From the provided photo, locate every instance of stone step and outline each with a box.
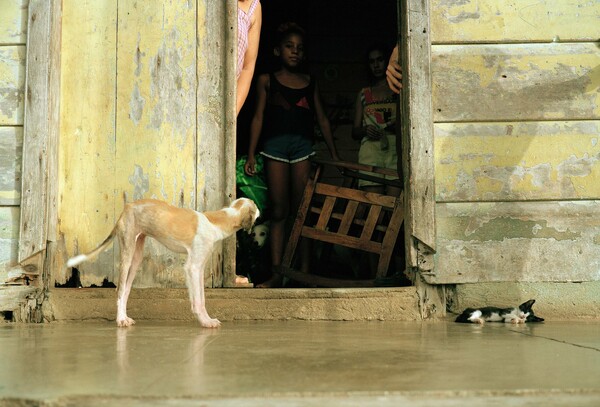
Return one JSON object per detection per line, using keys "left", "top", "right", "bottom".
{"left": 48, "top": 287, "right": 421, "bottom": 322}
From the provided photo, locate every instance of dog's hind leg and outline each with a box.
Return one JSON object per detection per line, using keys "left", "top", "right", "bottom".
{"left": 115, "top": 228, "right": 139, "bottom": 327}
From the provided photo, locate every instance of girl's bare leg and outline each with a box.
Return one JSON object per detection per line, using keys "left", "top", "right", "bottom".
{"left": 256, "top": 158, "right": 289, "bottom": 288}
{"left": 290, "top": 159, "right": 312, "bottom": 274}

▬▬▬▬▬▬

**Exercise details**
Show each line of the data that contains the string "instance".

**Written answer**
From the provided photo, locate every instance of stone step and outline each with a box.
From the provided photo, locate every instance of dog's hind leg and outline each with a box.
From the provided photo, locate every instance of girl's bare leg and outline each with a box.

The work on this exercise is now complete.